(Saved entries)
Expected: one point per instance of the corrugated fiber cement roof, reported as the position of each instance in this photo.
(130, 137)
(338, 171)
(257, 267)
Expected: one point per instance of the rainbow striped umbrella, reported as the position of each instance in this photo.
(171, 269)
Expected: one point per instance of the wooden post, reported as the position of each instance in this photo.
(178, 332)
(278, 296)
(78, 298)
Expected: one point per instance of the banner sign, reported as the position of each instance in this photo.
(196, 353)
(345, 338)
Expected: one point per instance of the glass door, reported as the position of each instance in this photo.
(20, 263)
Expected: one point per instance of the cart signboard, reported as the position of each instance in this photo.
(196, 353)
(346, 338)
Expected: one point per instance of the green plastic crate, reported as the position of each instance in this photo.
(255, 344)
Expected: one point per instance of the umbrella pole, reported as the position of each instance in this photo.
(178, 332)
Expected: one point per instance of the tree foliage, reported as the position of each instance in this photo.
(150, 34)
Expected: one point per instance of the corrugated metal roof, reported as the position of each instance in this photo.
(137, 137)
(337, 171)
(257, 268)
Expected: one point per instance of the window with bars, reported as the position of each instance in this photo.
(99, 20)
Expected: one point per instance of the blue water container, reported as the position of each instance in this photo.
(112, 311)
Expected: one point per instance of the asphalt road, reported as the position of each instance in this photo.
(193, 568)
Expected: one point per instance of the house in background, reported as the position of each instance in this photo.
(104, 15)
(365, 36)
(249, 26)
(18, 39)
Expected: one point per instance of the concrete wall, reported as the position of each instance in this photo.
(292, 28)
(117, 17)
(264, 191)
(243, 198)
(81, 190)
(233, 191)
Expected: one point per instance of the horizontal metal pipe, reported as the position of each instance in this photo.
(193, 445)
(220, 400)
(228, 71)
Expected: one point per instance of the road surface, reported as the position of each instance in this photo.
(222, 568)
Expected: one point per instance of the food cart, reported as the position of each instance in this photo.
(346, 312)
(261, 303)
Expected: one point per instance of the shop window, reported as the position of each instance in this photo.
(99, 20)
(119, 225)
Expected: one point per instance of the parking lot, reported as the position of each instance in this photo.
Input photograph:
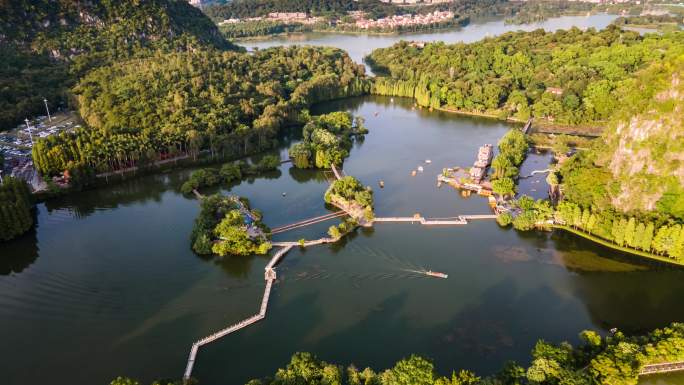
(16, 144)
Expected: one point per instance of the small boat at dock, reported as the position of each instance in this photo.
(436, 274)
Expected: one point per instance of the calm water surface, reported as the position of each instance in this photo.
(358, 46)
(107, 285)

→ WORK TASK
Hand back the data above exactly, with no images.

→ RESPONSE TO THIS EXERCISE
Expected: one point per instance of the corrugated fiber cement roof, reported as the position of each instance in this photo.
(130, 137)
(338, 171)
(257, 267)
Expected: one point per instance of the rainbow striped umbrella, reported as the position of each instance in this photo.
(171, 269)
Expected: one point per instance of the wooden post, reported as the position of each instance in this photo.
(178, 332)
(278, 296)
(78, 298)
Expected: one point per instance of the banner sign, reported as the position of each instance in this photo.
(196, 353)
(345, 338)
Expected: one point per instance of the glass door, reported as the position of each instance in this photo.
(20, 263)
Expected: one point per instance of the cart signboard, reported as the position of each instance in this photo.
(196, 353)
(346, 338)
Expected: one point per instance of the green plastic crate, reported as the position of each instance in this photo.
(255, 344)
Expected: one point per instance of the umbrella pole, reported as the position of each instance in this photo.
(178, 332)
Expected: one point per instance of the tree foliage, reported as the position of each instance in this photo.
(150, 34)
Expected: one point per instance of the corrugated metal roof, reported as the position of each instance in this photo.
(137, 137)
(337, 171)
(257, 268)
Expected: one point per instance of the window with bars, reported as the position of each instance in this photo.
(99, 20)
Expected: one point per instance of the blue water container, reported as the position of each instance in this photo.
(112, 311)
Expected: one point per instance of the asphalt road, reported as the position of each instance in this photo.
(193, 568)
Expected: one point per instance of the house in background, reported as the position of each instance in this photo.
(104, 15)
(365, 36)
(249, 26)
(18, 39)
Expected: one point per instance of the concrete wall, reported as the position of each instance in this photo.
(292, 28)
(117, 17)
(264, 191)
(243, 198)
(81, 190)
(233, 191)
Expected: one point per instance of the horizontal metal pipe, reported as the position of each instance in this photo.
(193, 445)
(220, 400)
(228, 71)
Expected: one point per instance of the road surface, reported as the position of each instance in this photo.
(222, 568)
Expected: one point per instance of the food cart, reported as the position of each instance in this photo.
(346, 312)
(261, 303)
Expected: one point per instance of the shop window, reported as the position of each instance in this photo.
(99, 20)
(119, 225)
Expected: one point per instance of the parking lot, reported as the position of each instance in this photo.
Input photograph:
(16, 144)
Expected: one point per instance of the small boat at dock, reported as the position of each instance in this photo.
(436, 274)
Expected: one point per instance of the calm water surface, reported as the position of each instance in this photo.
(358, 46)
(107, 285)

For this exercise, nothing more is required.